Genus of flowering plants

Echidnopsis is a genus of succulent, cactus-like plants in the family Apocynaceae, first described as a genus in 1871. They are native to eastern Africa and the Arabian Peninsula.

- Accepted species

1. Echidnopsis angustiloba E.A.Bruce & P.R.O.Bally - Kenya
2. Echidnopsis archeri P.R.O.Bally - Kenya
3. Echidnopsis ballyi (Marn.-Lap.) P.R.O.Bally - N Somalia
4. Echidnopsis bentii N.E.Br. ex Hook.f. - Arabia
5. Echidnopsis bihenduhensis P.R.O.Bally - N Somalia
6. Echidnopsis cereiformis Hook.f. - South Africa
7. Echidnopsis chrysantha Lavranos - Somalia
8. Echidnopsis ciliata P.R.O.Bally - N Somalia
9. Echidnopsis dammaniana Sprenger - Eritrea
10. Echidnopsis ericiflora Lavranos - Kenya
11. Echidnopsis globosa Thulin & Hjertson - Yemen
12. Echidnopsis inconspicua Bruyns
13. Echidnopsis insularis Lavranos - Socotra
14. Echidnopsis leachii Lavranos
15. Echidnopsis malum (Lavranos) Bruyns - Somalia
16. Echidnopsis mijerteina Lavranos - Somalia
17. Echidnopsis milleri Lavranos - Socotra
18. Echidnopsis montana (R.A.Dyer & E.A.Bruce) P.R.O.Bally 	- Ethiopia
19. Echidnopsis multangula (Forssk.) Chiov. - Arabia
20. Echidnopsis planiflora P.R.O.Bally - Somalia, Ethiopia
21. Echidnopsis radians Bellerue-Bleck - Kenya
22. Echidnopsis repens R.A.Dyer & Verdoorn - Tanzania
23. Echidnopsis rubrolutea Plowes - Somalia
24. Echidnopsis scutellata (Deflers) A.Berger - Arabia, Kenya
25. Echidnopsis seibanica Lavranos - Arabia
26. Echidnopsis sharpei A.C.White & B.Sloane - Kenya, Somalia
27. Echidnopsis similis Plowes - Somalia
28. Echidnopsis socotrana Lavranos - Socotra
29. Echidnopsis squamulata (Decne.) P.R.O.Bally - Arabia
30. Echidnopsis uraiqatiana Dioli - Eritrea
31. Echidnopsis urceolata P.R.O.Bally - Kenya
32. Echidnopsis virchowii K.Schum. - Somalia, Kenya, Tanzania
33. Echidnopsis watsonii P.R.O.Bally - Somalia
34. Echidnopsis yemenensis Plowes - Yemen

- Species formerly included
Echidnopsis quadrangula now Caralluma quadrangula

- Taxonomy
Phylogenetic studies have shown the genus to be monophyletic, and most closely related to the genus Rhytidocaulon. Marginally more distantly related is a sister branch comprising the genus Pseudolithos and the widespread Caralluma stapeliads of North Africa.

## [Record extracts]
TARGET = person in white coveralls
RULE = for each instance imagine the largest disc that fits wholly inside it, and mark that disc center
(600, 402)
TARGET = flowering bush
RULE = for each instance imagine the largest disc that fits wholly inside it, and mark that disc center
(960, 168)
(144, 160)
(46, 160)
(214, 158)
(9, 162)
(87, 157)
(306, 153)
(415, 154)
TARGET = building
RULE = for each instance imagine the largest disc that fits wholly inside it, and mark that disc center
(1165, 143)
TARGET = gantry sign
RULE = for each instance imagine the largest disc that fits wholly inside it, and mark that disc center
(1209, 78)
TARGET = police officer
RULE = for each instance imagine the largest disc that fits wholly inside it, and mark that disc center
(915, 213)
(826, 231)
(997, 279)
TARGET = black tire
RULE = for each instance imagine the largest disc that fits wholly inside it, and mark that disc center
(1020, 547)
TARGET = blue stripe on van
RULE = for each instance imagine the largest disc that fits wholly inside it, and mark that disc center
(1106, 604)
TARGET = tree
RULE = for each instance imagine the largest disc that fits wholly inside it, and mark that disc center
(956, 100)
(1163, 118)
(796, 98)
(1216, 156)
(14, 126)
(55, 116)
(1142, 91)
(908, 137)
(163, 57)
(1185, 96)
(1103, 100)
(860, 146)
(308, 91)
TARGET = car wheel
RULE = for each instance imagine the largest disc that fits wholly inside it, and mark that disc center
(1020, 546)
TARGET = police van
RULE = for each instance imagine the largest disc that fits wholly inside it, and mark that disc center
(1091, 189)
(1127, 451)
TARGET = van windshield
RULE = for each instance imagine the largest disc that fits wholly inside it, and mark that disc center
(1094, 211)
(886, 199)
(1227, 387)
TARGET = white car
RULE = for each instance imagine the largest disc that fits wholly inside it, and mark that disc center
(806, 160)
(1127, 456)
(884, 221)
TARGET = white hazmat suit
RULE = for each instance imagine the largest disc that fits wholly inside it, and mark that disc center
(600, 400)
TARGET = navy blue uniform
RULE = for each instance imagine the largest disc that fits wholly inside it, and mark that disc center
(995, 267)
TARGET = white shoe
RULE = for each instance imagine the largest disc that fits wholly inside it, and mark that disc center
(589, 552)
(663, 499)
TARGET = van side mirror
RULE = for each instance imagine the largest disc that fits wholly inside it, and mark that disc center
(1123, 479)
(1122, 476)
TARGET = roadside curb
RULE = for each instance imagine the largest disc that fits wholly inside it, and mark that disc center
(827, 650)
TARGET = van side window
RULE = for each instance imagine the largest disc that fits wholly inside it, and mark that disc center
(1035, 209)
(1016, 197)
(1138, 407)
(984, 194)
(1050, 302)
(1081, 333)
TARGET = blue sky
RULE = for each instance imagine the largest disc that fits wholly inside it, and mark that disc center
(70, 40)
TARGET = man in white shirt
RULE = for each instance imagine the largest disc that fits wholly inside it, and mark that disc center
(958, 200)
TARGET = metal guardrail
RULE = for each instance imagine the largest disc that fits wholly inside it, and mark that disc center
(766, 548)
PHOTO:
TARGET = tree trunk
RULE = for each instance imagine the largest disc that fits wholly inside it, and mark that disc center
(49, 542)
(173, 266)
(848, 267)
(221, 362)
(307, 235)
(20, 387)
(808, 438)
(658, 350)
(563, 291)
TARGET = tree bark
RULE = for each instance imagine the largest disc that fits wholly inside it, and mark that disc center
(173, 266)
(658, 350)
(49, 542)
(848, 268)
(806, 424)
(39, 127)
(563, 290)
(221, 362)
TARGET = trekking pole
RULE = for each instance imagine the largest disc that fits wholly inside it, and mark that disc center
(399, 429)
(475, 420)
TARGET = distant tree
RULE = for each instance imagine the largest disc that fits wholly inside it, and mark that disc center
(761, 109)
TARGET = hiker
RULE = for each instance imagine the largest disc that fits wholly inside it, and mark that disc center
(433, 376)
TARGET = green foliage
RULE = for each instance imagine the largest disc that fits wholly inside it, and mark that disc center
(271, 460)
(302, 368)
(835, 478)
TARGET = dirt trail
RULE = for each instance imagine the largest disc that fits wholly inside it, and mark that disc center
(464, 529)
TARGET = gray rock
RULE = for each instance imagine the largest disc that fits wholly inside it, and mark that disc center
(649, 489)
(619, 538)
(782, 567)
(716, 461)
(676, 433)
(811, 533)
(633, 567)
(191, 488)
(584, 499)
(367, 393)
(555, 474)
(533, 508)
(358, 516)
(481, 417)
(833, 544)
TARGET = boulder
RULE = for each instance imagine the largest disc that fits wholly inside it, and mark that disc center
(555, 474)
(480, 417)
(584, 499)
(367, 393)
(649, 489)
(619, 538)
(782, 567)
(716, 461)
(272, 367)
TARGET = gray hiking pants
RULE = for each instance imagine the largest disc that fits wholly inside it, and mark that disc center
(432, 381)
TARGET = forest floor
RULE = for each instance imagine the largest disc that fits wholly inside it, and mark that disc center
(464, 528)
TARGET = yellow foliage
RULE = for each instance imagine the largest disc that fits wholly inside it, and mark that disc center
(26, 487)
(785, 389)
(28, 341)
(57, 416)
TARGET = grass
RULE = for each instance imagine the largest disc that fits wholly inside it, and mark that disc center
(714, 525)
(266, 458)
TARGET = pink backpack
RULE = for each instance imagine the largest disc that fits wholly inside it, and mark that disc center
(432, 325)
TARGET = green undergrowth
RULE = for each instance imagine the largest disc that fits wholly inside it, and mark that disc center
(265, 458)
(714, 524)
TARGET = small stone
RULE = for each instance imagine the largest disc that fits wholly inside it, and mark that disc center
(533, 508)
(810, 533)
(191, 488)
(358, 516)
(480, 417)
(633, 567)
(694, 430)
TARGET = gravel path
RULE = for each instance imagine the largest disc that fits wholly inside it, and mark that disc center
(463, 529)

## [Problem to work on]
Answer from the Echidnopsis text:
1. In what year was Echidnopsis first described as a genus?
2. What is Echidnopsis quadrangula now called?
3. Which genus is Echidnopsis most closely related to?
Draw only on the Echidnopsis text.

## [Result]
1. 1871
2. Caralluma quadrangula
3. Rhytidocaulon